Assignment ▸ The required output is the line containing "of the standing" and every line after it, transcribed exactly through the end of the data below.

====

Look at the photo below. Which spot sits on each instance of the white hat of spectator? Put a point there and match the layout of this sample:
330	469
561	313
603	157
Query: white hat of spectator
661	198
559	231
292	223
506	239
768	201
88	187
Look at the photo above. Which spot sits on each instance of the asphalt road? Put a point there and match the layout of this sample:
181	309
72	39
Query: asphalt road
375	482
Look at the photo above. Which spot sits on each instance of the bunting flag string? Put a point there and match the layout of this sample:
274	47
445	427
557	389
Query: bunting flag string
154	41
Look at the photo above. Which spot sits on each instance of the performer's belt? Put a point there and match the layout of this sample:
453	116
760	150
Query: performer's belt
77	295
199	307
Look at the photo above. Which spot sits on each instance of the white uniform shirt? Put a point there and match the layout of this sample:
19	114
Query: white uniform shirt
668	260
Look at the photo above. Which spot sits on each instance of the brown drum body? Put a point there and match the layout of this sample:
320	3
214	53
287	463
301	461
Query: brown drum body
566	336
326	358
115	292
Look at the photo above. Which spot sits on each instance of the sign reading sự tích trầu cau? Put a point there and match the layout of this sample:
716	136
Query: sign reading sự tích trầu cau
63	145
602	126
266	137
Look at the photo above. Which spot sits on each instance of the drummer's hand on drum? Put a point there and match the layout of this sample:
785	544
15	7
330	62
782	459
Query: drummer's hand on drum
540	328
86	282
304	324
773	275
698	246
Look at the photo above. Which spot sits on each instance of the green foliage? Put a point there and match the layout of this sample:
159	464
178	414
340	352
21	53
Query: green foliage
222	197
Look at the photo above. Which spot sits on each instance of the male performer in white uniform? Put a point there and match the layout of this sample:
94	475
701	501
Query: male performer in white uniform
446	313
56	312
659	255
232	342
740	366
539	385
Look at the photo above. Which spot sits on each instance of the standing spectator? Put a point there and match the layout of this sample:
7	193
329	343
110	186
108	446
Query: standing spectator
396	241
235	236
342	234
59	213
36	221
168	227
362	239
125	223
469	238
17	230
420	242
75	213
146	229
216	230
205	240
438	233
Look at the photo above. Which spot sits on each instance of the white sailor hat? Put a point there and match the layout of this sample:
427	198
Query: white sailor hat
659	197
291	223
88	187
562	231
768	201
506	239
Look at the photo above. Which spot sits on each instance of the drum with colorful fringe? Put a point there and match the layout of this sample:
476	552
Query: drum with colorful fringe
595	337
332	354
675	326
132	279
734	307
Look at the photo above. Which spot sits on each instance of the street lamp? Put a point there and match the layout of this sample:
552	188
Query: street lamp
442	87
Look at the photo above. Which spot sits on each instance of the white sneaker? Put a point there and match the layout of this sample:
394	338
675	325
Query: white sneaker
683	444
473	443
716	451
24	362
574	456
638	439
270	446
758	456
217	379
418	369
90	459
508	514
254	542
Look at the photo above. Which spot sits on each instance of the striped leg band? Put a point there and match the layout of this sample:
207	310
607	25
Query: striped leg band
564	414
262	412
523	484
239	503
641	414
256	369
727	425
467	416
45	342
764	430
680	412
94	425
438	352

====

Task response ▸
Look at the photo above. Which spot sits on each instance of the standing spectator? Put a point there and match the layout of this sample:
7	193
329	343
110	186
108	446
Query: standing spectator
396	241
235	236
342	234
59	213
36	221
168	227
362	239
125	223
469	238
17	230
420	242
75	213
146	229
216	230
205	240
438	233
Look at the photo above. Which spot sits on each instance of the white sailor hat? Put a point there and match the layout of this sample:
427	198
Query: white sailor hat
659	197
291	223
88	187
562	231
768	201
506	239
Look at the photo above. Which spot sits on each instance of the drum with colorful fringe? Put a point there and match the layout of this sample:
476	552
Query: drum with colorful fringe
595	337
332	354
675	326
132	279
734	307
Look at the photo above. Which spot sits on each instance of the street lamp? Put a point there and match the layout of this sample:
552	188
Query: street lamp
442	87
Look at the photo above. Which spot sits on each instance of the white sneaker? Put a point there and match the layout of this sample:
394	338
675	325
Query: white sneaker
683	444
473	443
716	451
24	362
574	456
638	439
270	446
758	456
217	379
418	369
90	459
508	514
254	542
Look at the photo above. Which spot sits on each instance of the striped leg band? Put a point there and match the layout of this sample:
207	310
607	25
Query: striped leg band
564	414
262	412
523	484
239	503
641	414
256	369
727	425
467	416
45	342
764	430
680	412
94	425
438	352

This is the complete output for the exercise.